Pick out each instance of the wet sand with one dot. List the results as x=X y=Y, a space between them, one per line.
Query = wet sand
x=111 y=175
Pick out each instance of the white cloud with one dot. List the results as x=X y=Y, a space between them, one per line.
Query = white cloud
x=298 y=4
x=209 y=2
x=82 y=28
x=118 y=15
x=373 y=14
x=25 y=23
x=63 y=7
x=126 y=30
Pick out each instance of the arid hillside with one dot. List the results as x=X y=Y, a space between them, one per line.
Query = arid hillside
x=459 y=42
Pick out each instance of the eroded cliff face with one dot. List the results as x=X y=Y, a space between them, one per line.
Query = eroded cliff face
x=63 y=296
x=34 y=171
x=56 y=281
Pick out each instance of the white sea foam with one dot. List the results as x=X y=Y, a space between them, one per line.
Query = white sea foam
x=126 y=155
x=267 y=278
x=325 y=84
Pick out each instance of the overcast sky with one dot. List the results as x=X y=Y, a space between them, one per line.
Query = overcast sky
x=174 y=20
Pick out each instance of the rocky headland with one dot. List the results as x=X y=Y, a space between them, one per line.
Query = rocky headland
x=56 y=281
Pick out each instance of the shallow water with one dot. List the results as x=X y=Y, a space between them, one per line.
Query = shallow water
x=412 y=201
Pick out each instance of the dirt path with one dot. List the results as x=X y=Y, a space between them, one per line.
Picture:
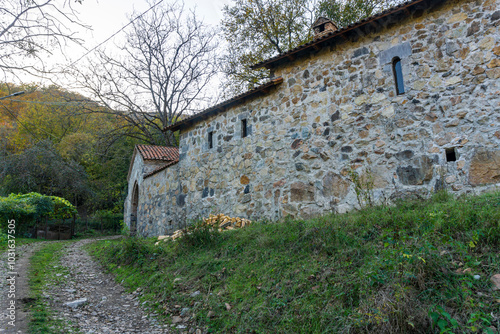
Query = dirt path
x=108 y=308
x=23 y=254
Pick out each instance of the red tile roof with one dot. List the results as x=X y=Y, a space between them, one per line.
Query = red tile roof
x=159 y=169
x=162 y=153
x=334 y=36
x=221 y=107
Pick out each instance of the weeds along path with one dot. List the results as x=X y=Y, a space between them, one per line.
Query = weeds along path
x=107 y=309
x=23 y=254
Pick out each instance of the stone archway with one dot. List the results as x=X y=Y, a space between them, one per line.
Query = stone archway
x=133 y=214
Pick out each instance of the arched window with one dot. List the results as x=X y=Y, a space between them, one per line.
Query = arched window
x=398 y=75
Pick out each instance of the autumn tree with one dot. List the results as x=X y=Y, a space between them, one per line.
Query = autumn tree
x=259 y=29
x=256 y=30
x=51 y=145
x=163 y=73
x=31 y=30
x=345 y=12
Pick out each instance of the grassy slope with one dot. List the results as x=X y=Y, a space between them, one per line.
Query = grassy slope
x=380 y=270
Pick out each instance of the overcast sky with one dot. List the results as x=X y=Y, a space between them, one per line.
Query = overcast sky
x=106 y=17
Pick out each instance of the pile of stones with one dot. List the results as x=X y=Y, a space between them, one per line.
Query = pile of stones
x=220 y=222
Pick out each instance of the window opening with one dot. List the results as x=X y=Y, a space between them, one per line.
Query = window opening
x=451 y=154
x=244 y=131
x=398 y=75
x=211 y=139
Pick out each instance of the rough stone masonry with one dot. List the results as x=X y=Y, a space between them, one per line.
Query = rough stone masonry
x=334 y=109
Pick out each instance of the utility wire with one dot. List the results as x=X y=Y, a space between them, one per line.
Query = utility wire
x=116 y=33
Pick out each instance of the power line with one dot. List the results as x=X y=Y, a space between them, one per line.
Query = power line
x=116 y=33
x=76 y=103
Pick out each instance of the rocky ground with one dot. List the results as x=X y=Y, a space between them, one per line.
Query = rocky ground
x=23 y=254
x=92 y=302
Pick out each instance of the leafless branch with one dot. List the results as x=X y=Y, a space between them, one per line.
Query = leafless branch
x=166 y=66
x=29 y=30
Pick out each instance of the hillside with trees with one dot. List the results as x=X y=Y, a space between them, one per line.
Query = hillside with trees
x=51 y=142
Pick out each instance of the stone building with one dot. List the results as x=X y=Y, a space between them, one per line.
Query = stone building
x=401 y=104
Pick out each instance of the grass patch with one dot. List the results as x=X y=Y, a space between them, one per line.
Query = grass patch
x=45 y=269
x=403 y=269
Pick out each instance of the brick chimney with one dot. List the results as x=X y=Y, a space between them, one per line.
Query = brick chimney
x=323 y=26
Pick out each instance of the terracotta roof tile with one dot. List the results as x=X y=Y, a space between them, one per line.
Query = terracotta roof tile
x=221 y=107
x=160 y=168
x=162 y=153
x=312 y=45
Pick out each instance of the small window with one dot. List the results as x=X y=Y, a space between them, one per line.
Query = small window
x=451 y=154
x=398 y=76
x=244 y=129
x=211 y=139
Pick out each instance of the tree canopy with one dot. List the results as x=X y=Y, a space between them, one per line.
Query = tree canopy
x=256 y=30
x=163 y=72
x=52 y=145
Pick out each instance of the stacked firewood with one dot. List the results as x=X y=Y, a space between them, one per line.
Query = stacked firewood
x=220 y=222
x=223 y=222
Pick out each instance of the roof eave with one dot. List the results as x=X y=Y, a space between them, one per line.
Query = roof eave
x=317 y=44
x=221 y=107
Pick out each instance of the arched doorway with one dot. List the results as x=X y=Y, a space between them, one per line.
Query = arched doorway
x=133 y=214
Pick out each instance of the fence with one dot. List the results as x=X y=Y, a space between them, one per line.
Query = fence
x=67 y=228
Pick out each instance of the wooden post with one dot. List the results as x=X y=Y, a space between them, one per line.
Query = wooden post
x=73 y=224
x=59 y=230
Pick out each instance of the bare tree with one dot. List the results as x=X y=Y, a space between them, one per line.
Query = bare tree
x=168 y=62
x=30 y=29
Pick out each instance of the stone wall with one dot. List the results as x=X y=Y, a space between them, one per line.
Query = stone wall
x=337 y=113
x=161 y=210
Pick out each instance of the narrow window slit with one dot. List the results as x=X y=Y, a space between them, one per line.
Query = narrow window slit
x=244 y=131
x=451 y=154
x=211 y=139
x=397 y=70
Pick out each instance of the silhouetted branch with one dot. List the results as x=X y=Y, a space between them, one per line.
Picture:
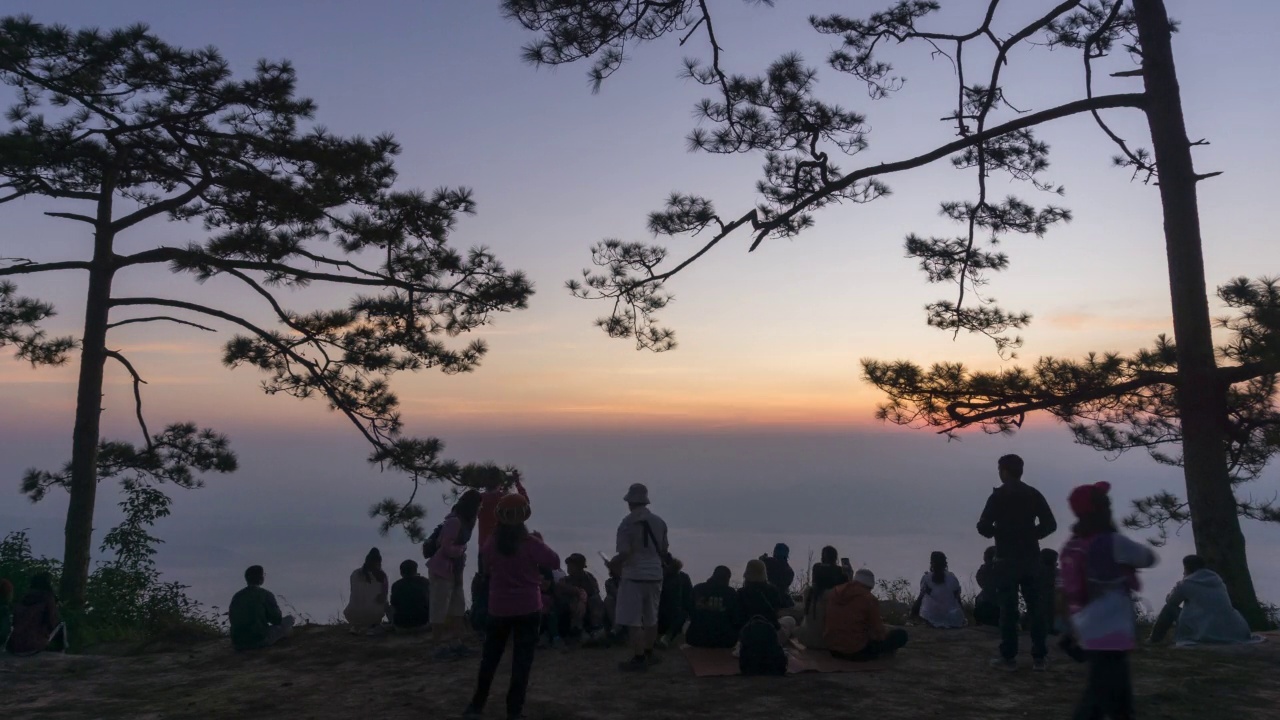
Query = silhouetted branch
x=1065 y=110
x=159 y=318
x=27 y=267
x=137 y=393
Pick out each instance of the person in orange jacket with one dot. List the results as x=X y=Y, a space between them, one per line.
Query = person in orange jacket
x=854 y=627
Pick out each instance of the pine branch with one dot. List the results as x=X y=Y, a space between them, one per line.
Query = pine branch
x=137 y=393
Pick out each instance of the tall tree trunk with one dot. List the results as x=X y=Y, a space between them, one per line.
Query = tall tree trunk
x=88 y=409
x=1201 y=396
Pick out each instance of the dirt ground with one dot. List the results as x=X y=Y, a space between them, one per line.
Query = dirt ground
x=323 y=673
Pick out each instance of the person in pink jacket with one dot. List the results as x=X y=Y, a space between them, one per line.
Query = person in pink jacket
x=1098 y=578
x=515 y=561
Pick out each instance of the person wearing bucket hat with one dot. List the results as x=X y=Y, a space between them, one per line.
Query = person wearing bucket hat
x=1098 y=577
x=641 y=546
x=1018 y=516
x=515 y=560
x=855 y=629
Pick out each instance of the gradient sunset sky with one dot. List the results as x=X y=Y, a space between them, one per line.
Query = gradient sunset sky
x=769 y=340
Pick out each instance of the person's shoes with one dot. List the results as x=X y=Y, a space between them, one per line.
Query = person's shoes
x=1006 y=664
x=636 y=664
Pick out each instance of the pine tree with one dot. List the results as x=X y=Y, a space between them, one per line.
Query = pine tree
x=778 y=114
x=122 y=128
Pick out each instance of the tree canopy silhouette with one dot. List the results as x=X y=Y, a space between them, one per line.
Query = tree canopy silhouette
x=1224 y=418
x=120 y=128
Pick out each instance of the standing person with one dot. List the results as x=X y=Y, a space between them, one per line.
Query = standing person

# # #

Please retype, exactly as written, every line from the line containing "Pick out each instance of the person wearing" through the last line of the records above, including both of those lines, and nothing else.

Pick out each instance of the person wearing bucket hat with one dot. List the results as x=X y=Y, a space between them, one per line.
Query = person wearing bucket hat
x=1098 y=577
x=641 y=546
x=1018 y=516
x=515 y=560
x=855 y=629
Pick out each instance of the gradient sunset sky with one dot. List the results as x=X y=Y, a space between them, one per line.
Query = gradient sunset sky
x=769 y=340
Pick out each instance of the person's shoes with one dot. List the results as x=X y=Y, a space between them, one per line.
Query = person's shoes
x=1006 y=664
x=636 y=664
Pick out each instance of the pine tree with one dot. List the results as x=X y=Y, a space between them, one per line.
Query = pine tree
x=778 y=114
x=122 y=128
Pick out each instance of the tree canopy silhouette with one dot. List the results as x=X y=Y, a space between them, one per line.
Query = tree canopy silhouette
x=1224 y=418
x=120 y=128
Pick out each instance of the standing person with one dot. List the results as x=X y=Y, a space between them, one per line.
Query = standing person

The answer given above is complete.